Excerpt ::
────────────────────────────────────────

Thanks also goes to the Chicago Community Trust and the United Way for setting up the Chicago Community COVID-19 Response Fund which will provide help on food, rent, and other items of need.
Also, as you know, at the beginning of my Administration, we ended water shut-offs for residential customers. Water is a basic human right.
Today, I took the additional steps and called upon all of our suburban water authority customers - that's 125 suburban communities - to immediately take necessary action to also stop water service disconnections for non-payment as our state grapples with the COVID-19 pandemic.
I applaud and thank those communities that have already taken this important step.
While we must address the individual needs of our residents during this challenging time, it is also important that at the City level, we also take a leading role in supporting our small businesses. When we support small businesses, we support their workers, who in turn help uplift the vibrancy of our neighborhoods.
That is why I am proud to announce the creation of the Chicago Small Business Resiliency Loan Fund. This Fund will start with more than $100 million in targeted, low-interest loans to severely impacted small businesses.
These loans are designed to provide much needed cash-flow relief for neighborhood entrepreneurs. This is a public-private partnership involving a $25 million-dollar grant by the City of Chicago, $50 million in capital by the Chicago Community Catalyst Fund, as well as $10 million from Goldman Sachs' Urban Investment Group.

────────────────────────────────────────

Dataset content ::
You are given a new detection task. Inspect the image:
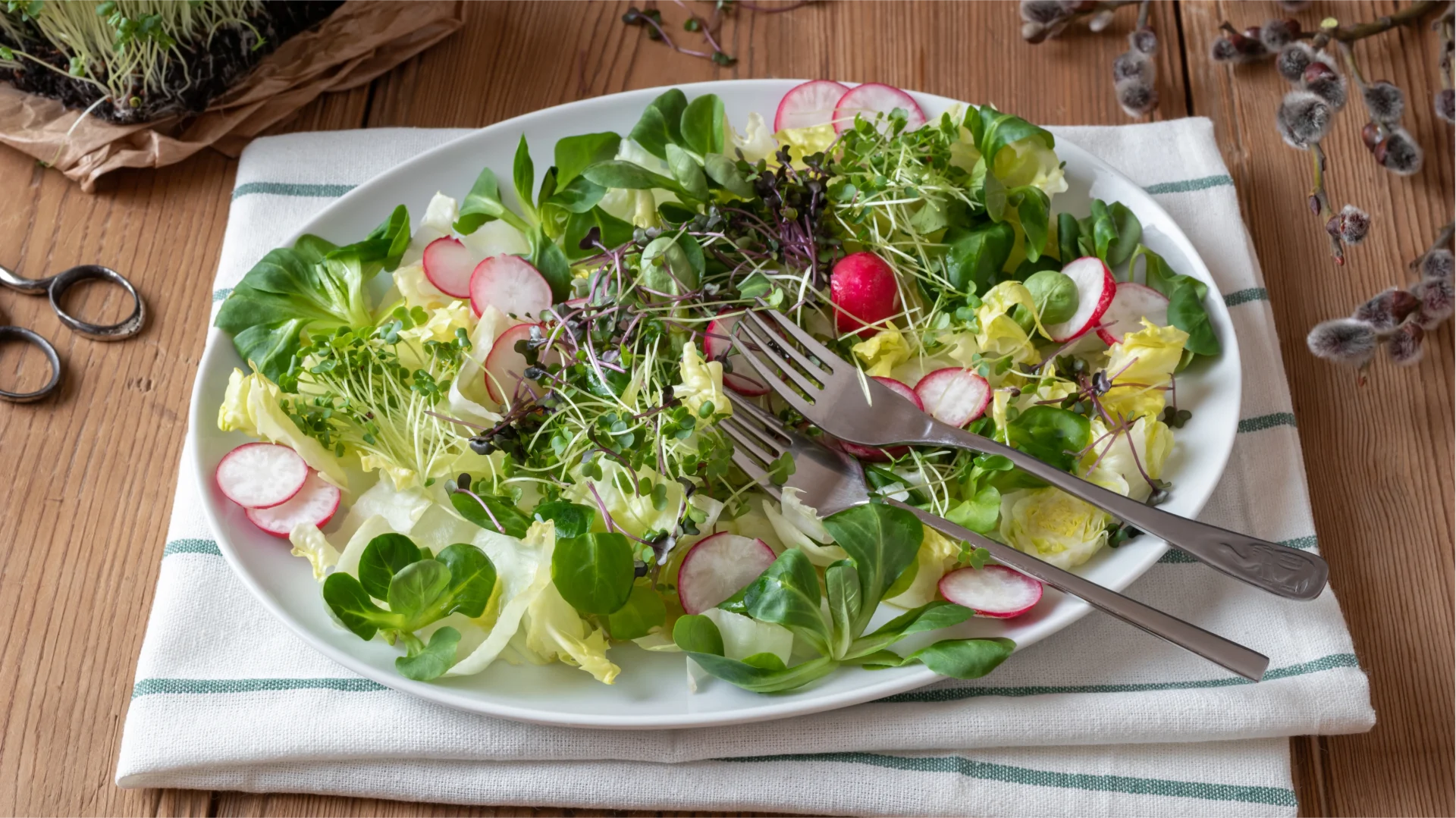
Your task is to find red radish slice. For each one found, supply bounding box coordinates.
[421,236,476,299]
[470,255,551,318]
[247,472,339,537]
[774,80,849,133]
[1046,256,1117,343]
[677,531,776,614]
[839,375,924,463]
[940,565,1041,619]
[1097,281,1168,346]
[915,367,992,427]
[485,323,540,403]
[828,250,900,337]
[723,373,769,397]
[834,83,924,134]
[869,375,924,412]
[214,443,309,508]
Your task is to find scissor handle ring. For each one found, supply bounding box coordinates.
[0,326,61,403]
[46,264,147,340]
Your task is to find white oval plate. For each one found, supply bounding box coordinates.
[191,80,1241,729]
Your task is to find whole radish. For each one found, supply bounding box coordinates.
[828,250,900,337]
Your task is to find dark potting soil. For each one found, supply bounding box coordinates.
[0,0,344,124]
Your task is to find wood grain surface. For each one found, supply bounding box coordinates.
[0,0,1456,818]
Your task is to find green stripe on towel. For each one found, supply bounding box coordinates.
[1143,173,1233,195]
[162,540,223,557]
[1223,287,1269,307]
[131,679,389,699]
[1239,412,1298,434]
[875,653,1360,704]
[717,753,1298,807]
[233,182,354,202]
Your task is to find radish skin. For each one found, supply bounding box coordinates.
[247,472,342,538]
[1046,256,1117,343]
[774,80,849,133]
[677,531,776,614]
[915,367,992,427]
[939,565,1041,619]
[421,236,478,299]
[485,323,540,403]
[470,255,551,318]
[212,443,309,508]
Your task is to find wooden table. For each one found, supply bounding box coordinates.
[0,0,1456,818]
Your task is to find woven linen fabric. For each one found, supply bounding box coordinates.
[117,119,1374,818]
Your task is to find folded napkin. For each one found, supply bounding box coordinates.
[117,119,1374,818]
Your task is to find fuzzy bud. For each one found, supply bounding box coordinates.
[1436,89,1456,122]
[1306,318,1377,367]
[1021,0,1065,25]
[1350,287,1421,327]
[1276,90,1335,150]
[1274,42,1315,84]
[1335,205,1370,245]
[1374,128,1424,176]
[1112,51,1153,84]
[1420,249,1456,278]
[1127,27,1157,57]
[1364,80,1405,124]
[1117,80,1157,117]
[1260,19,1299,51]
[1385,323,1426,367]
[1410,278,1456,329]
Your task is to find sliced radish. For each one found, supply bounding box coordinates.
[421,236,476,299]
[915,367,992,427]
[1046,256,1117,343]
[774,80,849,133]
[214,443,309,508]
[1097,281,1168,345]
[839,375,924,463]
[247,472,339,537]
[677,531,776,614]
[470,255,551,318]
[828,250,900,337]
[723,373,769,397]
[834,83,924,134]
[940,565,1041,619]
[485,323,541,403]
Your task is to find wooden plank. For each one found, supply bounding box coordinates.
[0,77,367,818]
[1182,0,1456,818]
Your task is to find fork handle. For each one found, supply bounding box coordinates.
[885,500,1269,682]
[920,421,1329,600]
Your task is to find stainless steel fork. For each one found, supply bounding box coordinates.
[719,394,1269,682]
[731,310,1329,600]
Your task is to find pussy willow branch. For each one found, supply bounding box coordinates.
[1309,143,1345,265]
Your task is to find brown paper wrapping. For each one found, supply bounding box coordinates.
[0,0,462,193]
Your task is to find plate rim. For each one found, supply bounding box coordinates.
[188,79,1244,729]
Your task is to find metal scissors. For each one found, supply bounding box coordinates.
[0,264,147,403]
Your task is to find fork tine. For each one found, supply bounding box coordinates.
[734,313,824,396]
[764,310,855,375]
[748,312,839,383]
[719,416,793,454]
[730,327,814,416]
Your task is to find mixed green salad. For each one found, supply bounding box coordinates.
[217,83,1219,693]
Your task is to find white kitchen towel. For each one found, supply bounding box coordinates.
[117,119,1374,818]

────────────────────────────────────────

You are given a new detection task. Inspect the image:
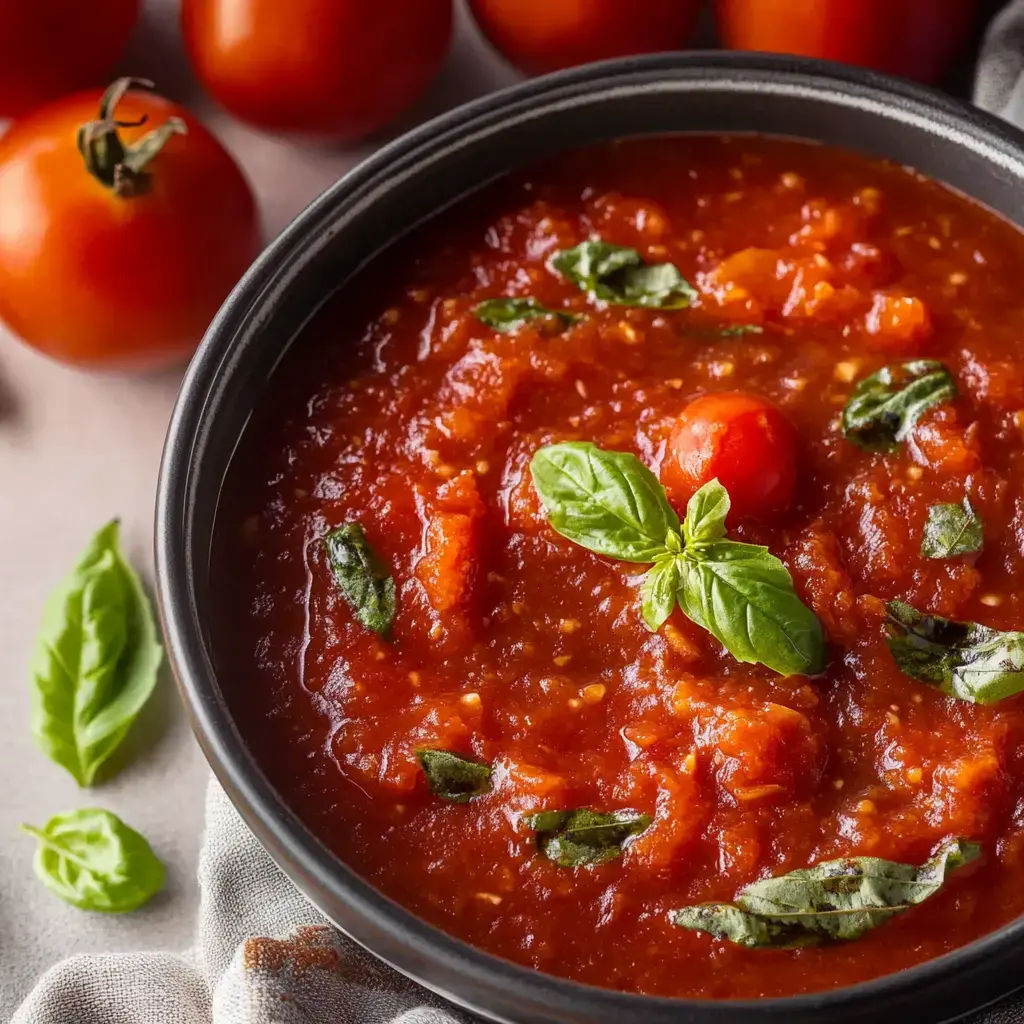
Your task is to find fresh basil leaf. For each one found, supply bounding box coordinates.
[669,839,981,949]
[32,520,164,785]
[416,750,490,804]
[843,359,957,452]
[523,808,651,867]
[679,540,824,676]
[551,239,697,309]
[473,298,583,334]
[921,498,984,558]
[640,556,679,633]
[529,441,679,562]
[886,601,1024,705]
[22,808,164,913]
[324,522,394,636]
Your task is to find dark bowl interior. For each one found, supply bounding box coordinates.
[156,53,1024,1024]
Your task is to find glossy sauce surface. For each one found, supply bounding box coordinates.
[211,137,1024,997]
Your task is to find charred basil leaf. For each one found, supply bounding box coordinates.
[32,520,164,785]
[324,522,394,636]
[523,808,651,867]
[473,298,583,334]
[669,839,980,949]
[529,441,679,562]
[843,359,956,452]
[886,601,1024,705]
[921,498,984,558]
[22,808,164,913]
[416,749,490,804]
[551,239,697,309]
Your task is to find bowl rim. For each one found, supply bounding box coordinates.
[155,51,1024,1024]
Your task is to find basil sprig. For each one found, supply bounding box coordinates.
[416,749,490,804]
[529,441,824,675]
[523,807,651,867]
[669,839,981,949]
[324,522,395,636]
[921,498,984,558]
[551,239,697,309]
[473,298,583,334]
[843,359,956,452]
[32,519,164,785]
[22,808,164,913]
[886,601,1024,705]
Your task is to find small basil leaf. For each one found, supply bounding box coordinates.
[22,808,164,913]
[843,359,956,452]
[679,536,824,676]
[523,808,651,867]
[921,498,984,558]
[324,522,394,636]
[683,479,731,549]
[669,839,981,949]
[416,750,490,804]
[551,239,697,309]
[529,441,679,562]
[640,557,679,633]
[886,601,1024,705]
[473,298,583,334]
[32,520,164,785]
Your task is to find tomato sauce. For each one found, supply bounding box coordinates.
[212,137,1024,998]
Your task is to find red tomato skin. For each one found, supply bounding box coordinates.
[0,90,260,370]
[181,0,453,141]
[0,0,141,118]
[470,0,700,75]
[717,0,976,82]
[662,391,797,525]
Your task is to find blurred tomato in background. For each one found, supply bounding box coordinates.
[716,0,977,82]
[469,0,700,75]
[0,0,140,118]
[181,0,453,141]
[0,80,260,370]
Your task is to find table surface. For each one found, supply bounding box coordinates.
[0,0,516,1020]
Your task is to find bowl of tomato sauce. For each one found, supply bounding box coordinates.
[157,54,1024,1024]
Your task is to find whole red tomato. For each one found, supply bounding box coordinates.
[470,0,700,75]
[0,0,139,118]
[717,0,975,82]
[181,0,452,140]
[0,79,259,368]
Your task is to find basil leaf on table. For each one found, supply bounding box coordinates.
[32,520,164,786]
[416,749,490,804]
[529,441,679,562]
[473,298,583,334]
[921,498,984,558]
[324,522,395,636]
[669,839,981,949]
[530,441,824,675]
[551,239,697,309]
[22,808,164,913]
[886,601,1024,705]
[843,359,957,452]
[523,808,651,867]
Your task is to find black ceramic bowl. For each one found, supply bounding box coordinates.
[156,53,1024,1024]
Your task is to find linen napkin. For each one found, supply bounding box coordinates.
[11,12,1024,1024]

────────────────────────────────────────

Questions on the material ::
1. In the Chicago COVID-19 statement, how much capital does the Chicago Community Catalyst Fund put toward the small business loans?
2. Carry on the Chicago COVID-19 statement from its last sentence.
The rows come from a different source than the Chicago COVID-19 statement.

Exercise responses ::
1. $50 million.

2.
Thanks to City Treasurer Melissa Conyears-Ervin for her partnership in this effort, as well as the Goldman team.
I need to also acknowledge and thank Fifth Third Bank who has pledged $1 million to the Fund, as well as Bob
Clark and his colleagues at Clayco Construction who have pledged $250,000.
We invite, actually urge, others from business, philanthropy and individuals to contribute to this Fund. It is a meaningful way to help our small businesses meet payroll, avoid layoffs and survive under extraordinarily dire circumstances.
In addition, to the Resiliency Loan Fund, we are providing further relief to small businesses by extending the due dates for tax payments until April 30th for the following City taxes:
I finally want you to know that we are in daily conversations with our federal partners and particularly our Chicago-area Congressional delegation.
Thanks to Senators Durbin and Duckworth and all of the Congresspeople who touch Chicago for being our champions in Washington, D.C.
We have said and they know that federal stimulus packages must bring immediate relief to individuals, not just big businesses, through help like extending and increasing unemployment benefits and more grants and loans to small businesses.
Localities like Chicago should not be shouldering this burden alone.
This is a B-sized problem, meaning something that can only be solved with billions in needed stimulus support from the federal government.
In closing, let me say this: I am your mayor of course, but I am also a wife and a mom. I am a friend to many and a neighbor. My team and I have worked tirelessly over these last 10 months to build an administration steeped in compassion and empathy. To reflect the realities of your lives in everything we do.
And now, in this moment that challenges us all, I want you to know that far from abandoning these core principles, we are placing them front and center in everything we do.
I care about the people in this City that I may never meet just as I care about my own family, my beloved friends and my neighbors that I see every day.
We have not shied away from facing hard truths and speaking openly about the need for love.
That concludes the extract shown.